**** PROVIDED RECORDS ****
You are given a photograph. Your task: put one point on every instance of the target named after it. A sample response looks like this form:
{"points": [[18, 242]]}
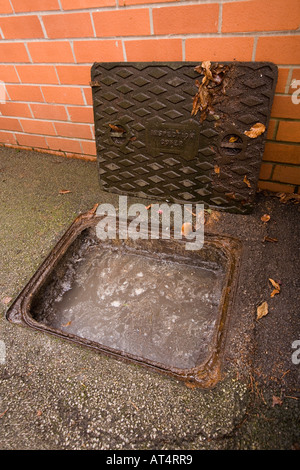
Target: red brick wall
{"points": [[47, 48]]}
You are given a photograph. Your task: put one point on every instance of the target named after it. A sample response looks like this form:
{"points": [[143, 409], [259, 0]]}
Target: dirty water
{"points": [[162, 309]]}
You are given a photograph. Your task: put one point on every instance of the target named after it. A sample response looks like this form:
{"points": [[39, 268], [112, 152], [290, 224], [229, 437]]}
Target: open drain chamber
{"points": [[151, 302]]}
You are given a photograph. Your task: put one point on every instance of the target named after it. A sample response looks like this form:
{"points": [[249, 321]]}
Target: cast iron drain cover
{"points": [[156, 304], [149, 144]]}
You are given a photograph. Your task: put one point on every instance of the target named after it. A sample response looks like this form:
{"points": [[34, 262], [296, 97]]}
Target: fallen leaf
{"points": [[116, 128], [256, 130], [274, 284], [245, 180], [217, 169], [274, 292], [270, 239], [64, 191], [265, 218], [190, 384], [262, 310], [276, 401]]}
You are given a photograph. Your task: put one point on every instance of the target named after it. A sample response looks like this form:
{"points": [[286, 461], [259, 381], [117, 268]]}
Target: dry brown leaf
{"points": [[274, 284], [265, 218], [64, 191], [256, 130], [262, 310], [245, 180], [217, 169]]}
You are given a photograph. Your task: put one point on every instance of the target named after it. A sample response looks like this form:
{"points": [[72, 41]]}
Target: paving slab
{"points": [[55, 395]]}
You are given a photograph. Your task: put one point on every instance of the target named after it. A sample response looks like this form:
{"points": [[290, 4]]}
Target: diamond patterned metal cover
{"points": [[150, 145]]}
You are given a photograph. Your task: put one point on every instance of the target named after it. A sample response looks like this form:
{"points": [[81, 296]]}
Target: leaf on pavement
{"points": [[256, 130]]}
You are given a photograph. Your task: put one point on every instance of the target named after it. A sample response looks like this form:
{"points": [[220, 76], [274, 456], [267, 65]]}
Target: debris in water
{"points": [[265, 218], [256, 130]]}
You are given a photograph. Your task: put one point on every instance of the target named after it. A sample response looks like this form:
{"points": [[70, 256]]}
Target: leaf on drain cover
{"points": [[262, 310], [64, 191], [186, 229], [245, 180], [256, 130], [265, 218]]}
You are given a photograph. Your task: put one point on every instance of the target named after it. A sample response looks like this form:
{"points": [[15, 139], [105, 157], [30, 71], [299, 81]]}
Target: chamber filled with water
{"points": [[148, 299]]}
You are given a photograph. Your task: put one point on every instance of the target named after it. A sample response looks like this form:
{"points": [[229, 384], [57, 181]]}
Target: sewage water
{"points": [[161, 310]]}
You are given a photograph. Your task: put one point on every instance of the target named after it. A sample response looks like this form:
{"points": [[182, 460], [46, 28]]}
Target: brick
{"points": [[88, 96], [32, 126], [265, 171], [74, 74], [35, 5], [68, 25], [276, 187], [98, 51], [283, 153], [186, 19], [8, 74], [79, 131], [123, 3], [296, 87], [17, 27], [283, 107], [62, 94], [89, 148], [49, 111], [9, 124], [81, 114], [78, 4], [272, 128], [7, 138], [288, 131], [64, 145], [278, 49], [287, 174], [29, 140], [29, 93], [15, 109], [52, 51], [154, 50], [13, 52], [282, 80], [122, 22], [5, 7], [260, 15], [223, 49], [37, 74]]}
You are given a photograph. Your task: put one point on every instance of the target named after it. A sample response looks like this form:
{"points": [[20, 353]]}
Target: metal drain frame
****
#### EXERCISE DESCRIPTION:
Without including any picture, repeat the data exactly.

#### RESPONSE TO THIS TASK:
You are given a photograph. Your task: put one point on every instance of the target named after it. A sample response looks like this form:
{"points": [[18, 242]]}
Target: red brick wall
{"points": [[47, 48]]}
You are given a photograph. Your task: put one point on every instance of the target named after it. A sample response looks like this form:
{"points": [[143, 409], [259, 0]]}
Target: dirty water
{"points": [[162, 309]]}
You are given a photograph. Your task: put one point on every instance of the target named after it. A sample response looks like this form:
{"points": [[39, 268], [112, 152], [290, 224], [229, 437]]}
Target: open drain chamber
{"points": [[151, 302]]}
You are given a photograph. Your task: put one point on every instance of the target named after it. A sample response looks like this form:
{"points": [[249, 321]]}
Target: cast iron drain cover
{"points": [[156, 304], [149, 144]]}
You are given a photograph. Your task: put one point on every instance of the target named after it. A sample response looks like this form:
{"points": [[34, 262], [296, 97]]}
Target: fallen leaf
{"points": [[116, 128], [256, 130], [274, 284], [245, 180], [217, 169], [274, 292], [270, 239], [64, 191], [265, 218], [190, 384], [262, 310], [276, 401]]}
You are given a photograph. Your task: put one point on every instance of the target named after it. A sample response looks like this form:
{"points": [[286, 461], [259, 381], [117, 268]]}
Target: dry brown leaf
{"points": [[274, 284], [265, 218], [64, 191], [256, 130], [262, 310], [245, 180], [217, 169]]}
You are given a photograph. Your task: put one point on every instance of the target named after it. A sample response looks like this form:
{"points": [[72, 41]]}
Target: paving slab
{"points": [[55, 395]]}
You are given a photograph. Your task: put one point on every instance of the target named after it. A sample response looks like this form:
{"points": [[290, 4]]}
Target: diamond patterned metal cover
{"points": [[150, 145]]}
You are given a photograph. Your task: put one point on every instance of the target named after it. A sample response looks like this form:
{"points": [[81, 296]]}
Target: leaf on pavement
{"points": [[256, 130]]}
You are given a photograph. Your task: put one point on every instance of the target named after it. A sample response looks like this form:
{"points": [[220, 76], [274, 456], [267, 65]]}
Target: debris in water
{"points": [[265, 218], [256, 130]]}
You are given a photograph. Your task: put one point on every instance of the target named after it. A sample response looks like this form:
{"points": [[70, 256]]}
Target: leaf on drain cover
{"points": [[262, 310], [64, 191], [186, 229], [245, 180], [256, 130], [265, 218]]}
You are given a photograph. Your task: put one point on every instance of the target named after it. A sample response looks like this form:
{"points": [[15, 139], [105, 157], [30, 71], [299, 81]]}
Target: chamber filled with water
{"points": [[148, 299]]}
You are given a photograph. Your task: put one point on every instance of the target named after it. A sample response looks like this form:
{"points": [[229, 384], [57, 181]]}
Target: sewage water
{"points": [[161, 310]]}
You are given a photograph. Your task: put one point on every instance of the target named after it. A sample response looks like this form:
{"points": [[182, 460], [46, 28]]}
Target: brick
{"points": [[88, 96], [32, 126], [265, 171], [74, 74], [35, 5], [68, 25], [276, 187], [98, 51], [283, 153], [186, 19], [8, 74], [79, 131], [123, 3], [296, 87], [17, 27], [283, 107], [62, 94], [89, 148], [49, 111], [9, 124], [81, 114], [78, 4], [272, 128], [7, 138], [288, 131], [64, 145], [278, 49], [287, 174], [29, 140], [29, 93], [15, 109], [52, 51], [154, 50], [13, 52], [282, 80], [122, 22], [5, 7], [260, 15], [223, 49], [37, 74]]}
You are given a photograph. Your task: put one point on every instance of the target named after it. A sample response looks like this form:
{"points": [[20, 353]]}
Target: metal drain frame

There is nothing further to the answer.